● **OPGAVEN**:
a: Noem alle gegevensrubrieken die in de uitspraak over het aanhitsen van een hond boven de samenvatting staan, telkens met de vermelde waarde.
b: Pak de uitspraak over het aanhitsen van een hond weer op en schrijf verder vanaf de laatste zin.

● **LEESTEKST**:
- - - -

ECLI:NL:GHAMS:2020:2195

Gerechtshof Amsterdam

Datum uitspraak
14 juli 2020
Publicatiedatum
6 augustus 2020
Zaaknummer
23-002848-19
Instantie
Gerechtshof Amsterdam
Type
Uitspraak
Rechtsgebied
Strafrecht
Procedures
  • Hoger beroep
Vindplaatsen
  • Rechtspraak.nl
AI samenvatting door LexboostAutomatisch gegenereerd

Hoger beroep inzake aanhitsen van een hond en mishandeling

In deze zaak heeft het gerechtshof Amsterdam op 14 juli 2020 uitspraak gedaan in hoger beroep tegen een vonnis van de politierechter in de rechtbank Noord-Holland. De verdachte, geboren in 1982, was in eerste aanleg veroordeeld voor het aanhitsen van zijn hond op een aangever en voor mishandeling. De advocaat-generaal vorderde dat de verdachte dezelfde straffen zou krijgen als eerder opgelegd. Het hof heeft het vonnis van de politierechter bevestigd, met enkele aanpassingen in de bewijsoverwegingen. De verdediging stelde dat de verdachte een beroep op noodweer toekwam, omdat zijn hond eerder was aangevallen. Het hof verwierp dit verweer, omdat er geen bewijs was dat de aangever de hond had aangevallen. De getuigenverklaringen steunden de stelling dat de verdachte zijn hond op de aangever had afgestuurd. Het hof oordeelde dat de verdachte wettig en overtuigend schuldig was aan het aanhitsen van de hond en de mishandeling van de aangever. De uitspraak werd gedaan in tegenwoordigheid van de griffier, mr. A.S.E. Evelo, en is openbaar uitgesproken.

- - - -

● **BRONMATERIAAL**:

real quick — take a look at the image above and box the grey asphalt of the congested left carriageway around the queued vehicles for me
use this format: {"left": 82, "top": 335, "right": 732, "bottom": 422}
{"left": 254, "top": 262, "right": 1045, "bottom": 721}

- - - -

● **ANTWOORDEN**:
a:
Datum uitspraak: 14 juli 2020
Publicatiedatum: 6 augustus 2020
Zaaknummer: 23-002848-19
Instantie: Gerechtshof Amsterdam
Type: Uitspraak
Rechtsgebied: Strafrecht
Procedures: Hoger beroep
Vindplaatsen: Rechtspraak.nl

b:
Uitspraak

afdeling strafrecht
parketnummer: 23-002848-19
datum uitspraak: 14 juli 2020
TEGENSPRAAK
Arrest van het gerechtshof Amsterdam gewezen op het hoger beroep, ingesteld tegen het vonnis van de politierechter in de rechtbank Noord-Holland van 11 juli 2019 in de strafzaak onder parketnummer 15-164914-17 tegen
[verdachte],
geboren te [geboorteplaats] op [geboortedag] 1982,
adres: [adres].

Onderzoek van de zaak

Dit arrest is gewezen naar aanleiding van het onderzoek ter terechtzitting in hoger beroep van 30 juni 2020 en, overeenkomstig het bepaalde bij artikel 422, tweede lid, van het Wetboek van Strafvordering, naar aanleiding van het onderzoek ter terechtzitting in eerste aanleg.
Namens de verdachte is hoger beroep ingesteld tegen voormeld vonnis.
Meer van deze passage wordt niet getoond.